Location identification entries:

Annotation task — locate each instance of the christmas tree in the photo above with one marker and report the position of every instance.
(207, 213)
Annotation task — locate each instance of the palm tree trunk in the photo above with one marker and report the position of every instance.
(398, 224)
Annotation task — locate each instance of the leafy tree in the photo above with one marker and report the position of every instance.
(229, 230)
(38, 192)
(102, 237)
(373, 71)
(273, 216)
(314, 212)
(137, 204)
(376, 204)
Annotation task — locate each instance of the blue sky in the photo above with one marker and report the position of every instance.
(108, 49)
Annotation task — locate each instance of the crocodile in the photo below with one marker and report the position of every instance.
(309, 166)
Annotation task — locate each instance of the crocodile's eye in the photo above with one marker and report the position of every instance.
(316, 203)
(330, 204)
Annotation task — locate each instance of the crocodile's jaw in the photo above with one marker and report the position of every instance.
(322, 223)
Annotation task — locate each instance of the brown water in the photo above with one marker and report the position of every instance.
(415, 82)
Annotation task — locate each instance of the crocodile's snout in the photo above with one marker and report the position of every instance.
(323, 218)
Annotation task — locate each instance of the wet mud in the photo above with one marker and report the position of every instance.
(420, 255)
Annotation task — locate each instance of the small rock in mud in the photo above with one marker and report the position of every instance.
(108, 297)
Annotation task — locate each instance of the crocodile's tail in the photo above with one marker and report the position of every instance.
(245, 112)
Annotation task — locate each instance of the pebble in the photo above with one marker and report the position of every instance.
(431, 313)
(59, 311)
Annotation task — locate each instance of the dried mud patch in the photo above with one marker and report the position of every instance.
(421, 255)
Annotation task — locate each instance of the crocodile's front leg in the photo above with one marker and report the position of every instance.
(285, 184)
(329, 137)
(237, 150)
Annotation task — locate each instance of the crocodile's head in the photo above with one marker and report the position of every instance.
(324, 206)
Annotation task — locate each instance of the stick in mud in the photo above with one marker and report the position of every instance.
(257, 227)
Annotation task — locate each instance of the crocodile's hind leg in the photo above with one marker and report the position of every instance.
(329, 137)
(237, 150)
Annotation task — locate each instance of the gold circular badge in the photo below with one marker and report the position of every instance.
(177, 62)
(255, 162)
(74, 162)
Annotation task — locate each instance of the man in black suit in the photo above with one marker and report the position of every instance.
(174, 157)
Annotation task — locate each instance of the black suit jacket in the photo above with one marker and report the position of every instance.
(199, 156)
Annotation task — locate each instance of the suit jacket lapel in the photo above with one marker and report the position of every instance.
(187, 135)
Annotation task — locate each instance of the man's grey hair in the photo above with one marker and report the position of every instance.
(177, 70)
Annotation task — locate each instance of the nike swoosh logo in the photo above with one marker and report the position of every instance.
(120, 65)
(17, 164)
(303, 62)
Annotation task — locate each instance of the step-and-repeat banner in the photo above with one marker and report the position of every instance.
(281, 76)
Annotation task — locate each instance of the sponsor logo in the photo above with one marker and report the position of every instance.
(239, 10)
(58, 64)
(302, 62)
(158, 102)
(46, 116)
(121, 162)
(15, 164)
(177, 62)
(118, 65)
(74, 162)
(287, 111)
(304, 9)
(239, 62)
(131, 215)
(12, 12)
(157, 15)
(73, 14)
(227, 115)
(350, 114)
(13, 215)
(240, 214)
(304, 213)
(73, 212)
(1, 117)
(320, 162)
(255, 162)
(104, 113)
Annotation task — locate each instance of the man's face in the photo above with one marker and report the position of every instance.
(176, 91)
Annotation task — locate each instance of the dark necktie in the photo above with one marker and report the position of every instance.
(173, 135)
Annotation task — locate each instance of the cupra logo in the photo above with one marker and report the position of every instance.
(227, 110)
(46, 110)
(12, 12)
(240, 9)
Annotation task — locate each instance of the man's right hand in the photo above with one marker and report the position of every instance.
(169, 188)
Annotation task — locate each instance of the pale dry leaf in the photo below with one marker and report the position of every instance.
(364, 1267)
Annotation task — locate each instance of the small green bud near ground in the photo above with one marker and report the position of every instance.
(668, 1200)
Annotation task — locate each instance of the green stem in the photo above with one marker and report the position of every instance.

__Exercise goal__. Format the listing above as a Markdown table with the columns Row and Line, numbering each line in Row and giving it in full in Line. Skip any blank lines.

__Solution for this problem__.
| Row | Line |
|---|---|
| 1 | Annotation task — locate each instance of the christmas tree in the photo above with one marker and report the position of every instance. |
| 2 | (207, 213) |
| 3 | Annotation task — locate each instance of the palm tree trunk in the photo above with one marker and report the position of every instance. |
| 4 | (398, 224) |
| 5 | Annotation task — locate each instance of the leafy tree in the photo above with one marker and report the position of every instance. |
| 6 | (229, 230) |
| 7 | (38, 192) |
| 8 | (102, 237) |
| 9 | (373, 71) |
| 10 | (273, 216) |
| 11 | (314, 212) |
| 12 | (137, 204) |
| 13 | (376, 204) |
| 14 | Annotation task — locate each instance of the blue sky in the photo above with one marker and report the position of every instance. |
| 15 | (108, 49) |
| 16 | Annotation task — locate each instance of the crocodile in the photo below with one marker and report the position of every instance. |
| 17 | (309, 166) |
| 18 | Annotation task — locate each instance of the crocodile's eye in the photo above with one marker and report the position of every instance. |
| 19 | (316, 203) |
| 20 | (330, 204) |
| 21 | Annotation task — locate each instance of the crocodile's jaw in the photo above with one marker and report the position of every instance. |
| 22 | (322, 223) |
| 23 | Annotation task — locate each instance of the brown water in the photo above with one marker and report the position of every instance. |
| 24 | (415, 82) |
| 25 | Annotation task — locate each instance of the crocodile's snout in the photo above with one marker and report the position of every instance. |
| 26 | (323, 218) |
| 27 | Annotation task — locate each instance of the wet mud in the photo above with one marker and report the position of every instance. |
| 28 | (420, 255) |
| 29 | Annotation task — locate each instance of the small rock in mud in the photo above with one marker and report the position of every instance. |
| 30 | (108, 297) |
| 31 | Annotation task — locate each instance of the crocodile's tail in the photo above with one marker and report the position of every instance. |
| 32 | (245, 112) |
| 33 | Annotation task — locate each instance of the pebble in the photo above with one marker and report the position of every instance. |
| 34 | (431, 313) |
| 35 | (59, 311) |
| 36 | Annotation task — locate each instance of the dried mud patch in the photo above with one marker and report the position of every instance. |
| 37 | (421, 255) |
| 38 | Annotation task — locate each instance of the crocodile's front leg in the photo above with one marker and report the position of every instance. |
| 39 | (285, 184) |
| 40 | (329, 137) |
| 41 | (237, 150) |
| 42 | Annotation task — locate each instance of the crocodile's head in the photo above with one marker and report the position of every instance. |
| 43 | (324, 206) |
| 44 | Annotation task — locate each instance of the stick in mud in the photo above with one marker and report the position of every instance. |
| 45 | (257, 227) |
| 46 | Annotation task — locate each instance of the crocodile's hind leg in the photo above with one marker and report the position of every instance. |
| 47 | (329, 137) |
| 48 | (237, 150) |
| 49 | Annotation task — locate each instance of the gold circular badge in the photo below with one marker and report the position of every instance. |
| 50 | (177, 62) |
| 51 | (255, 162) |
| 52 | (74, 162) |
| 53 | Annotation task — locate each instance of the man in black suit in the photo above with one marker and report the position of every instance. |
| 54 | (174, 157) |
| 55 | Annotation task — locate each instance of the black suit jacket in the photo above with one marker and report the position of every instance. |
| 56 | (199, 156) |
| 57 | Annotation task — locate each instance of the suit jacket lapel in the photo above with one marker and report the position of every instance. |
| 58 | (187, 135) |
| 59 | Annotation task — locate each instance of the man's grey hair in the photo above with one marker and report the position of every instance. |
| 60 | (177, 70) |
| 61 | Annotation task — locate each instance of the nike swoosh logo in the photo above with one marker and report the position of every instance. |
| 62 | (120, 65) |
| 63 | (17, 164) |
| 64 | (303, 62) |
| 65 | Annotation task — locate each instance of the step-and-repeat banner in the photo above with one marker and report the position of every instance. |
| 66 | (281, 76) |
| 67 | Annotation task — locate each instance of the sponsor logo in the photo above with one marker and report the position of every instance. |
| 68 | (239, 10) |
| 69 | (58, 64) |
| 70 | (302, 62) |
| 71 | (158, 102) |
| 72 | (46, 116) |
| 73 | (121, 162) |
| 74 | (15, 164) |
| 75 | (177, 62) |
| 76 | (118, 65) |
| 77 | (74, 162) |
| 78 | (287, 111) |
| 79 | (304, 9) |
| 80 | (239, 62) |
| 81 | (131, 215) |
| 82 | (12, 12) |
| 83 | (157, 15) |
| 84 | (73, 14) |
| 85 | (227, 115) |
| 86 | (350, 114) |
| 87 | (13, 215) |
| 88 | (240, 214) |
| 89 | (304, 213) |
| 90 | (73, 212) |
| 91 | (1, 117) |
| 92 | (320, 162) |
| 93 | (255, 162) |
| 94 | (104, 113) |
| 95 | Annotation task — locate each instance of the man's face in the photo above with one marker and report the position of every instance. |
| 96 | (176, 91) |
| 97 | Annotation task — locate each instance of the dark necktie in the photo above with one marker and report the position of every instance. |
| 98 | (173, 135) |
| 99 | Annotation task — locate each instance of the cupra logo in the photo above with one marker and report the position of every instance. |
| 100 | (227, 110) |
| 101 | (46, 110) |
| 102 | (12, 12) |
| 103 | (240, 9) |
| 104 | Annotation task — locate each instance of the man's right hand in the photo above with one marker and report the position of every instance. |
| 105 | (169, 188) |
| 106 | Annotation task — locate each instance of the pale dry leaf in the photo below with one marker and report the position of every instance. |
| 107 | (364, 1267) |
| 108 | Annotation task — locate each instance of the small green bud near ground in the photo above with one marker and report the position of every instance. |
| 109 | (668, 1200) |
| 110 | Annotation task — locate each instance of the green stem in the photo above with one marker and report the position of every instance. |